| SHORT PROBLEM |
Return the section of the Ontario electricity passage below, word for word, from "Five years later, little" to "was being written.", including both ends.

─── DOCUMENT PASSAGE

It has been exactly five years since Ontario opened up its wholesale and retail electricity markets to competition. That long, hot summer saw many power projects cancelled—the victims of uncertainties about profitability, despite rising provincial load. The results of the pullback were predictable: less reliability of supply and less-stable power costs. Regulators responded just as predictably: by quickly freezing rates for about half of Ontario’s electricity consumers.
Five years later, little new capacity has been installed in the province, which remains dominated by publicly owned Ontario Power Generation. As a result, only 25% of Ontario’s power consumers are reaping the putative cost benefits of competition. Making matters worse, demand growth has continued to outstrip supply, shrinking reserve margins. Over the past two years, Ontario’s Independent Electrical System Operator (IESO) has asked citizens 17 times to curb their electricity consumption. The most recent appeal was issued on August 2, as this article was being written.
According to the IESO, “By 2014, close to 13,000 MW of Ontario’s electricity requirements will need to be met with new supply or demand-side resources.” The good news on the supply side is that power projects totaling 7,000 MW of capacity (most of them gas-fired combined-cycle plants) are projected to enter service by 2011. The bad news is the provincial government’s stated goal to wean Ontario off of coal completely by 2014. If that plan is implemented, many of Ontario’s 6,500 MW of coal-fired plants will be shut down in phases, making maintenance of system reliability problematic.

──────
─── EXTRACTED ENTRIES

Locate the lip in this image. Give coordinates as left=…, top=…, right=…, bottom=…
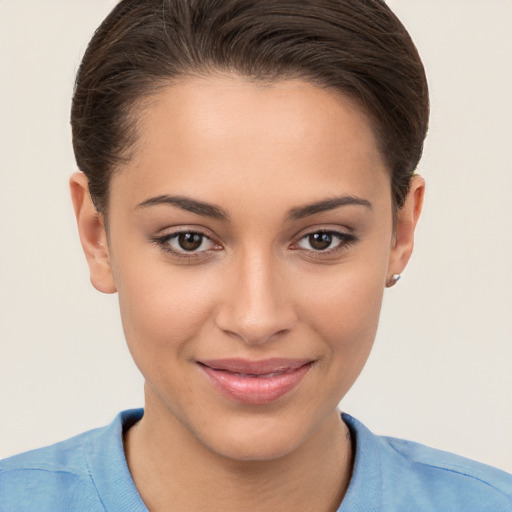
left=198, top=358, right=313, bottom=405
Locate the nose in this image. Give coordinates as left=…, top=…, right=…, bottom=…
left=215, top=250, right=297, bottom=345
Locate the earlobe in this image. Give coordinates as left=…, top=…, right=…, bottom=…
left=386, top=175, right=425, bottom=287
left=69, top=172, right=117, bottom=293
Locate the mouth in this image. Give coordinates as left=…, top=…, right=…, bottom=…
left=198, top=359, right=314, bottom=405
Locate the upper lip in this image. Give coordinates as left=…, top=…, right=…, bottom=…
left=198, top=358, right=313, bottom=375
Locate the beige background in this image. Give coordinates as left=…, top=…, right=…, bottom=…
left=0, top=0, right=512, bottom=472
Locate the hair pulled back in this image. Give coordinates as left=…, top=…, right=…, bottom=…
left=71, top=0, right=429, bottom=213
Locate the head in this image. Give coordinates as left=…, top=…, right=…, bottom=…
left=72, top=0, right=428, bottom=459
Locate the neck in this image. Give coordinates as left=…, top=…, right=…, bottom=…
left=125, top=388, right=353, bottom=512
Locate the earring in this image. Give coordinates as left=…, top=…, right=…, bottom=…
left=386, top=274, right=402, bottom=288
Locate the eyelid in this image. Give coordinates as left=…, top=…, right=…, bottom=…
left=150, top=226, right=222, bottom=259
left=291, top=226, right=358, bottom=257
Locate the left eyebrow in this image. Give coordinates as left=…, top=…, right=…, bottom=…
left=287, top=196, right=372, bottom=220
left=137, top=195, right=229, bottom=221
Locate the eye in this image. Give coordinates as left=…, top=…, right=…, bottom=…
left=153, top=231, right=219, bottom=257
left=297, top=230, right=356, bottom=253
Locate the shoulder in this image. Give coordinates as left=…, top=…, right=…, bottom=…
left=0, top=409, right=147, bottom=512
left=344, top=415, right=512, bottom=512
left=381, top=437, right=512, bottom=512
left=0, top=431, right=103, bottom=512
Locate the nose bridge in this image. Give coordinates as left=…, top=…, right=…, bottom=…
left=217, top=244, right=296, bottom=344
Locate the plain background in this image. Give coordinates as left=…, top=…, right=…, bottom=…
left=0, top=0, right=512, bottom=472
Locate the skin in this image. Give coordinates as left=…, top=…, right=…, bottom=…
left=71, top=75, right=424, bottom=511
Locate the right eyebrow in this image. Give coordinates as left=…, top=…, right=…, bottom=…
left=137, top=194, right=229, bottom=221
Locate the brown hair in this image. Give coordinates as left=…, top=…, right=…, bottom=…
left=71, top=0, right=429, bottom=213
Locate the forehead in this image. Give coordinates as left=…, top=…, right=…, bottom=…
left=112, top=76, right=389, bottom=212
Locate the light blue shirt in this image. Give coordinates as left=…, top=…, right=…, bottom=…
left=0, top=409, right=512, bottom=512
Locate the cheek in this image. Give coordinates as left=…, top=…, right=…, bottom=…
left=302, top=264, right=385, bottom=388
left=116, top=260, right=220, bottom=368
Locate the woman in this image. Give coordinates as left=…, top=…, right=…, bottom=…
left=0, top=0, right=512, bottom=511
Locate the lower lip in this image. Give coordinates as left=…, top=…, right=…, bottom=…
left=199, top=363, right=312, bottom=405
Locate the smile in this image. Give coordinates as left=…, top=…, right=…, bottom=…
left=198, top=359, right=313, bottom=405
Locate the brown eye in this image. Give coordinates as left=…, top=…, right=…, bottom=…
left=308, top=232, right=334, bottom=251
left=153, top=231, right=219, bottom=257
left=177, top=233, right=204, bottom=251
left=297, top=231, right=357, bottom=254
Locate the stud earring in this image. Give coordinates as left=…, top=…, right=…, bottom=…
left=386, top=274, right=402, bottom=288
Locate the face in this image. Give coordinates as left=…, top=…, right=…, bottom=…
left=75, top=76, right=424, bottom=460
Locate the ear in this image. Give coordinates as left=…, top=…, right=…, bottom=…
left=69, top=172, right=117, bottom=293
left=388, top=175, right=425, bottom=286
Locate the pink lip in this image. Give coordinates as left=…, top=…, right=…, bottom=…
left=199, top=358, right=313, bottom=405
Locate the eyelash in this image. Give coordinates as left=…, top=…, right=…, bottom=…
left=151, top=229, right=358, bottom=260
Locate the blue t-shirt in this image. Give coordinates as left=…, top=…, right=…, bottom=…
left=0, top=409, right=512, bottom=512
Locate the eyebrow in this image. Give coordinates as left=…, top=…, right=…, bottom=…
left=137, top=195, right=229, bottom=221
left=288, top=196, right=372, bottom=220
left=137, top=195, right=372, bottom=221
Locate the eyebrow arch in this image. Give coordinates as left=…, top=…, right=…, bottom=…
left=137, top=195, right=229, bottom=221
left=288, top=196, right=372, bottom=220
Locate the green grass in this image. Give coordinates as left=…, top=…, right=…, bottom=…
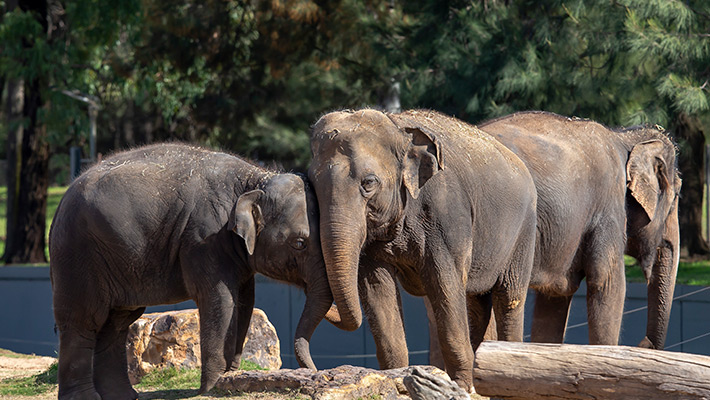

──────

| RESPONSE BELOW |
Five years later, little new capacity has been installed in the province, which remains dominated by publicly owned Ontario Power Generation. As a result, only 25% of Ontario’s power consumers are reaping the putative cost benefits of competition. Making matters worse, demand growth has continued to outstrip supply, shrinking reserve margins. Over the past two years, Ontario’s Independent Electrical System Operator (IESO) has asked citizens 17 times to curb their electricity consumption. The most recent appeal was issued on August 2, as this article was being written.